WHAT IS REQUIRED
Starting with the first line and ending with the last, copy the entries word for word.

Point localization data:

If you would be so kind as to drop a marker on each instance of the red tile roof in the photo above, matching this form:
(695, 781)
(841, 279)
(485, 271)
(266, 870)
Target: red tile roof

TASK OUTPUT
If you would be so kind as to drop a marker on each instance of the red tile roof in the photo above, matching this form:
(695, 781)
(841, 279)
(485, 271)
(266, 870)
Target: red tile roof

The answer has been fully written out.